WHAT TO DO:
Reproduce every record below exactly as it appears.

DATA LINES:
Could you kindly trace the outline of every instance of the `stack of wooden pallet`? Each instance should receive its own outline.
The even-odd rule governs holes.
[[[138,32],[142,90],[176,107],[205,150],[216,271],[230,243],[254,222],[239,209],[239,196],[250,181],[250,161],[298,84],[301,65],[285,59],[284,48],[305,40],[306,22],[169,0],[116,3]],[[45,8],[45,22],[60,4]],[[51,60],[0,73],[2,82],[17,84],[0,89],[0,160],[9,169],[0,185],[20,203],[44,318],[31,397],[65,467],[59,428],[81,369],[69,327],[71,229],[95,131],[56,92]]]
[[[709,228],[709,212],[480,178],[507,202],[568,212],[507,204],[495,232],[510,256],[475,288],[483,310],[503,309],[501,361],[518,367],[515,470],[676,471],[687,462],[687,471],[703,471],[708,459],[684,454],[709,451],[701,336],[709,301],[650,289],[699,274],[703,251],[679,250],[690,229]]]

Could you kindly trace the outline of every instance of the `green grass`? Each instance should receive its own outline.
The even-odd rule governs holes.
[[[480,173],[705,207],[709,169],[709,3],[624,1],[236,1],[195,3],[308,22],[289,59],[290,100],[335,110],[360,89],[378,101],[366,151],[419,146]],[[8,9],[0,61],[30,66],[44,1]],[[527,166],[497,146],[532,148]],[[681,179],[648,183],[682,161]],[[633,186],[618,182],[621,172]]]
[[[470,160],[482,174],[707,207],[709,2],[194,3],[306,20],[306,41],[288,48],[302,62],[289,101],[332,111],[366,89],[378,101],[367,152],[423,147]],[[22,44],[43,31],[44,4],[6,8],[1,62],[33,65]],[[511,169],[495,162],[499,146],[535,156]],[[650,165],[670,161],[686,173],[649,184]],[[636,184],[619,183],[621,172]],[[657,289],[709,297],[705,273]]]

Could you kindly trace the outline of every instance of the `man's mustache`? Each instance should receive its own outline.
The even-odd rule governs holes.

WRITTEN RESPONSE:
Could you kindly trace the outline of every instance of the `stack of wooden pallet`? Each instance should receive its own outline.
The even-odd rule governs holes.
[[[138,32],[142,90],[176,107],[205,150],[216,271],[230,243],[254,222],[239,209],[239,196],[250,181],[250,161],[298,84],[301,65],[285,59],[284,48],[305,40],[306,22],[169,0],[116,3]],[[45,8],[45,22],[60,4]],[[51,60],[0,73],[2,82],[17,84],[0,89],[0,160],[9,169],[0,185],[20,203],[44,318],[31,397],[65,467],[59,428],[81,369],[69,327],[71,229],[95,131],[56,92]]]
[[[709,228],[709,212],[480,178],[507,202],[568,212],[507,204],[495,232],[510,256],[475,288],[483,310],[503,309],[501,361],[518,367],[515,470],[676,471],[687,462],[687,471],[703,471],[708,459],[684,454],[709,451],[701,336],[709,301],[650,289],[699,274],[703,251],[679,250],[690,229]]]

Could you kindly trace the outline of every instance of the `green grass`? Each instance should receive its own outline.
The even-odd rule governs holes.
[[[480,173],[705,207],[709,169],[709,3],[624,1],[236,1],[195,3],[308,22],[289,59],[290,100],[335,110],[360,89],[378,101],[366,151],[419,146]],[[8,9],[0,61],[30,66],[44,1]],[[527,166],[497,146],[532,148]],[[681,179],[648,183],[682,161]],[[633,186],[618,182],[621,172]]]
[[[470,160],[482,174],[707,207],[709,2],[194,3],[306,20],[306,41],[288,48],[302,62],[289,101],[332,111],[366,89],[378,101],[367,152],[423,147]],[[22,44],[43,31],[44,4],[6,8],[1,62],[33,65]],[[511,169],[495,162],[499,146],[535,156]],[[650,165],[670,161],[686,173],[649,184]],[[636,184],[619,183],[621,172]],[[657,289],[709,297],[705,273]]]

Could you kindly trace the outline of every instance of the `man's mustache`? Each instance should receive its own outline.
The even-odd rule governs holes.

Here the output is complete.